Nel breve volgere d'una settimana il processo è esaurito. Addì 19 febbraio infatti è data comunicazione a ciascun teologo del Sant'Uffizio della proposizione da censurarsi; il 23 successivo si tiene congregazione per qualificarla, ed all'indomani undici teologi rispondono unanimi: 1) essere stolta ed assurda in filosofia e formalmente eretica la proposizione che il sole sia nel centro del mondo e per conseguenza immobile di moto locale; 2) essere passibile della stessa censura in filosofia, ed almeno erroneo nella fede, avuto riguardo alla verità teologica, la proposizione che la terra non è centro del mondo ed immobile, ma si muove secondo sè tutta, etiam di moto diurno.
Tre giorni dopo, d'ordine del Pontefice, Galileo è chiamato dal cardinale Bellarmino, e quivi alla presenza del Commissario del Sant'Uffizio e di testimoni, gli viene ingiunto che lasci del tutto la condannata opinione, e che in maniera alcuna più non la tenga, insegni e difenda, nè in iscritto nè a voce, altrimenti si sarebbe proceduto contro di lui nel Sant'Uffizio.

_MATERIALE DI PARTENZA:_
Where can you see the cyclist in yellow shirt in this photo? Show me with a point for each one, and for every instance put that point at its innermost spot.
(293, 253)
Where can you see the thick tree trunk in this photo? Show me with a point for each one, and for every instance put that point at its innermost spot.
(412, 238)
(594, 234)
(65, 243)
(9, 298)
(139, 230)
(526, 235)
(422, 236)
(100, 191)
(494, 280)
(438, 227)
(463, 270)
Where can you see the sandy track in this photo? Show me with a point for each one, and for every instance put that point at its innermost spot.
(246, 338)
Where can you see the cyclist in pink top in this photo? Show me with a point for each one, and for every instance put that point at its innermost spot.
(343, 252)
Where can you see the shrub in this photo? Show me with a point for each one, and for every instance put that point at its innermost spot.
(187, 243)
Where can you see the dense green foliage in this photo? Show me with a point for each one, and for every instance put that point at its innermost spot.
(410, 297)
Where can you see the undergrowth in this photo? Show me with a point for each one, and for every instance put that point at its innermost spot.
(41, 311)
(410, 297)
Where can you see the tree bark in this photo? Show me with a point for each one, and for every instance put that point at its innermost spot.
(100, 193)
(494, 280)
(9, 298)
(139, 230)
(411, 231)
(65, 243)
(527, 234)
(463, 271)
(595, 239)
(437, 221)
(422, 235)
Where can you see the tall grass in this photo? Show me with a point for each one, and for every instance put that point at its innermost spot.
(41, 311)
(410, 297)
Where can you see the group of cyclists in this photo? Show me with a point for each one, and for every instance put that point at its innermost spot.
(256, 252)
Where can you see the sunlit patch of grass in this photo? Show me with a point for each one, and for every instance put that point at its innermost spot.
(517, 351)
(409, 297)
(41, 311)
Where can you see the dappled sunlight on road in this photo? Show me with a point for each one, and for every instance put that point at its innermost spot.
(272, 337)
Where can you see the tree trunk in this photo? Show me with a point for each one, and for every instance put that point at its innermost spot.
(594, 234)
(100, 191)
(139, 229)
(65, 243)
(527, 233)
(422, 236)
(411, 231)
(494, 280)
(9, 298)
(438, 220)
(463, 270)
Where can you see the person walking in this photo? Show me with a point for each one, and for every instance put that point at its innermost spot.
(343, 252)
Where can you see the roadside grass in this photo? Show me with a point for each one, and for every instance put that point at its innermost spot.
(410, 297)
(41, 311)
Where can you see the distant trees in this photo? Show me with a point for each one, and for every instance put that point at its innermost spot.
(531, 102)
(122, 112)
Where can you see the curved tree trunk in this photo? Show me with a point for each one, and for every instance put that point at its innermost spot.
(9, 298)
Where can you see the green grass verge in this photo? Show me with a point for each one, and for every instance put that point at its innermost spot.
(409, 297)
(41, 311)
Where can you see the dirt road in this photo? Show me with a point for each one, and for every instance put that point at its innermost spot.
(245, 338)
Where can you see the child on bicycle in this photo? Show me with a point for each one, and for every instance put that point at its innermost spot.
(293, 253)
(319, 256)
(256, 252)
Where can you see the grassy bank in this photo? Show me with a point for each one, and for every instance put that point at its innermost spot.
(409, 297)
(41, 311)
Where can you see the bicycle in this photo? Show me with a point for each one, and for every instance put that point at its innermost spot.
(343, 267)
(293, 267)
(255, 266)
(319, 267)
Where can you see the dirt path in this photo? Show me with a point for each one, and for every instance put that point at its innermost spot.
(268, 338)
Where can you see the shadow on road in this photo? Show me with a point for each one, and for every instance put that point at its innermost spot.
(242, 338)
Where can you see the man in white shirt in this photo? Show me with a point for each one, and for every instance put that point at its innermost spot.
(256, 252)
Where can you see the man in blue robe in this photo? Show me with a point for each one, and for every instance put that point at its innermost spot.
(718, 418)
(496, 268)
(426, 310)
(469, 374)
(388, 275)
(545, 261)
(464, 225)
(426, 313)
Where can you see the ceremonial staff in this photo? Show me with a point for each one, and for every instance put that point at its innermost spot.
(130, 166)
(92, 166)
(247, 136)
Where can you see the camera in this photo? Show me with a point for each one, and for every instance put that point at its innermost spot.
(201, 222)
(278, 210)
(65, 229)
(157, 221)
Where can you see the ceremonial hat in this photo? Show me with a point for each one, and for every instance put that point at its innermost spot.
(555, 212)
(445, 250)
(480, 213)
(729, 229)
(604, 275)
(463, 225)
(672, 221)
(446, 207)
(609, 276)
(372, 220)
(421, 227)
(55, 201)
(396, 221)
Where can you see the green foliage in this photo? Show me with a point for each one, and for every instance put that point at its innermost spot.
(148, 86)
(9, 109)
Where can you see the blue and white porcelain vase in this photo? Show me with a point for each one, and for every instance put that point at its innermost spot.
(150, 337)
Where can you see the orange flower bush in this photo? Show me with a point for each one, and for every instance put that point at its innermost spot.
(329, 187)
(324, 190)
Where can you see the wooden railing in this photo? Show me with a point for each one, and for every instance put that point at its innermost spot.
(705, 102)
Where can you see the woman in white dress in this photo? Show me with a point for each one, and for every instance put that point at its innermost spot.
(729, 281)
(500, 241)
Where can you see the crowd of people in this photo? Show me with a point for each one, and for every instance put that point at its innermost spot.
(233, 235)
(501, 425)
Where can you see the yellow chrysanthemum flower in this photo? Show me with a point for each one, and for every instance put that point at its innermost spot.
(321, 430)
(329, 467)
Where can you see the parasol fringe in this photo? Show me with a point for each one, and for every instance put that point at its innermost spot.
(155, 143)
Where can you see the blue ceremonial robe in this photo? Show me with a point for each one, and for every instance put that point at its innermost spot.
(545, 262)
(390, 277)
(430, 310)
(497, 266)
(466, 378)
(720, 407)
--
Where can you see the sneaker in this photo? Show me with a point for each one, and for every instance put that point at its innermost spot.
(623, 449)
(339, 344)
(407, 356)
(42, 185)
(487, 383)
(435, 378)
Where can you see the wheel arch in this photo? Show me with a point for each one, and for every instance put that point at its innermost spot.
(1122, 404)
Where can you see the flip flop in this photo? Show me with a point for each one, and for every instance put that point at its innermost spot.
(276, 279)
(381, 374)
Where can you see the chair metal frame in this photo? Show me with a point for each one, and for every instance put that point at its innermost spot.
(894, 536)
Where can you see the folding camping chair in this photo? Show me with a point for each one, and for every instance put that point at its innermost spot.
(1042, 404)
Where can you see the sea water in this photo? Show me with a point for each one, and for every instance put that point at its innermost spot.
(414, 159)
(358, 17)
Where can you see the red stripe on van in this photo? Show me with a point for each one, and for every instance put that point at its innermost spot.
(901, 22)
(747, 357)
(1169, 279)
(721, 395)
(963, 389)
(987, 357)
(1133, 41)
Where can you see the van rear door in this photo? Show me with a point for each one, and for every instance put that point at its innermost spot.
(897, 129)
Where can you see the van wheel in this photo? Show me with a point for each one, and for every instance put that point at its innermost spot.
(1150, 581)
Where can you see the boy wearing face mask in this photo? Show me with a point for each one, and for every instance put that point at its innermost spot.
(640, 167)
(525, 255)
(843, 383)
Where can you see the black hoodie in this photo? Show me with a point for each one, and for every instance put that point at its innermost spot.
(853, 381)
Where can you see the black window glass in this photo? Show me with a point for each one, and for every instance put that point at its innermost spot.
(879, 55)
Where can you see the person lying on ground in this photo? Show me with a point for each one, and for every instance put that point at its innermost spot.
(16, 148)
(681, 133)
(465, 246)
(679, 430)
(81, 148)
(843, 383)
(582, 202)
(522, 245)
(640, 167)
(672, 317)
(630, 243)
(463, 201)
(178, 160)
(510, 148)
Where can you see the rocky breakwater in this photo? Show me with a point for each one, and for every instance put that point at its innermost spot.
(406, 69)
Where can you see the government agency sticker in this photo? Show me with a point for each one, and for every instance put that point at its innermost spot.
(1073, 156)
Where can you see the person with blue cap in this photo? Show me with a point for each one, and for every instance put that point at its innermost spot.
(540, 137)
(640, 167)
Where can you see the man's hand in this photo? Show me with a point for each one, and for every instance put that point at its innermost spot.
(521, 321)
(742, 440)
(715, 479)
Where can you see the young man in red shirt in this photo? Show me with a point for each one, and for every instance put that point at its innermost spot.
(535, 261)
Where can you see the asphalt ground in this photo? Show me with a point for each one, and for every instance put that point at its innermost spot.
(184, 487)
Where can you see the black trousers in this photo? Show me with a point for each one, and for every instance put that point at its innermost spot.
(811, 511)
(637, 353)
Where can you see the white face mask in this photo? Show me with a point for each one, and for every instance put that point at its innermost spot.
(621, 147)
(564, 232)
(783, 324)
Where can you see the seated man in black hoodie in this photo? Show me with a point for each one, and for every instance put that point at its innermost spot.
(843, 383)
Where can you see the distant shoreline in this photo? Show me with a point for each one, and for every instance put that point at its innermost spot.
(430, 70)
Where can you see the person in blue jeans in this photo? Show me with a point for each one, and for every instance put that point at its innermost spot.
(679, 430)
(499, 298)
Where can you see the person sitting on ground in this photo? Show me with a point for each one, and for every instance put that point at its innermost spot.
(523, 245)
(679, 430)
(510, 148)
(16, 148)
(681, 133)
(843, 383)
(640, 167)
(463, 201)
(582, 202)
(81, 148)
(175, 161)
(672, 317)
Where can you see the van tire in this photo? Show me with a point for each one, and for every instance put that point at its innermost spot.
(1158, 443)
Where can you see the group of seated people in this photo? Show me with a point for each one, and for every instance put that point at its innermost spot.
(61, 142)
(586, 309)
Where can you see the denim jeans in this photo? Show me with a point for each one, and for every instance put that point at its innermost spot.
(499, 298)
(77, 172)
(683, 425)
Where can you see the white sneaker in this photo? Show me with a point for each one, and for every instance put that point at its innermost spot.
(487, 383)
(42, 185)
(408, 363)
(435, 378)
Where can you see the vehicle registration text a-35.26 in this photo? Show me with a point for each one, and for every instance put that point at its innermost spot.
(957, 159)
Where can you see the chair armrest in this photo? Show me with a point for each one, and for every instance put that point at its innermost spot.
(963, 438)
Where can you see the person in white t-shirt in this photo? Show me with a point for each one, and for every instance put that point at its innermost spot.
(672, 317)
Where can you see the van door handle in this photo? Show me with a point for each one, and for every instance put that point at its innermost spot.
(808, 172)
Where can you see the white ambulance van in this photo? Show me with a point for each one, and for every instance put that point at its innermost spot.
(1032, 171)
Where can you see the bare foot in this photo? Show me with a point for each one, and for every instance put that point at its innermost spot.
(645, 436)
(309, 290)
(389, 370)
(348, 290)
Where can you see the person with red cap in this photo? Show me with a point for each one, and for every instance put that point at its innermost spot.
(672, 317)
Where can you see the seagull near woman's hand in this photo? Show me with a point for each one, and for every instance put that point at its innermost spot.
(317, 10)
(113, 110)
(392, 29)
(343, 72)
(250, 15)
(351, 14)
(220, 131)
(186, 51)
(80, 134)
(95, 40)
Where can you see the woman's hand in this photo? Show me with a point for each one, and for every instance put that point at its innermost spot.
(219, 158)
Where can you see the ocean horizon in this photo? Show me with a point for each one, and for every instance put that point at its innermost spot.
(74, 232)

_COMPITO 1:_
Trascrivi dal brano proposto la parte che comincia con "Nel breve volgere" e prosegue fino a "di moto diurno.".
_COMPITO 2:_
Secondo il brano proposto, quanti teologi rispondono unanimi all'indomani della congregazione?
_COMPITO 3:_
Indica se ciascuna affermazione concorda con il brano proposto, rispondendo sì o no e citando le parole decisive del testo:
(a) Galileo viene chiamato dal cardinale Bellarmino per ordine del Pontefice.
(b) I teologi del Sant'Uffizio si dividono nel giudizio sulla proposizione.
(c) A Galileo resta consentito sostenere l'opinione condannata a voce.

_RISULTATO DELL'ESERCIZIO 1:_
Nel breve volgere d'una settimana il processo è esaurito. Addì 19 febbraio infatti è data comunicazione a ciascun teologo del Sant'Uffizio della proposizione da censurarsi; il 23 successivo si tiene congregazione per qualificarla, ed all'indomani undici teologi rispondono unanimi: 1) essere stolta ed assurda in filosofia e formalmente eretica la proposizione che il sole sia nel centro del mondo e per conseguenza immobile di moto locale; 2) essere passibile della stessa censura in filosofia, ed almeno erroneo nella fede, avuto riguardo alla verità teologica, la proposizione che la terra non è centro del mondo ed immobile, ma si muove secondo sè tutta, etiam di moto diurno.

_RISULTATO DELL'ESERCIZIO 2:_
Undici teologi.

_RISULTATO DELL'ESERCIZIO 3:_
(a) Sì: «d'ordine del Pontefice, Galileo è chiamato dal cardinale Bellarmino»
(b) No: «undici teologi rispondono unanimi»
(c) No: «nè in iscritto nè a voce»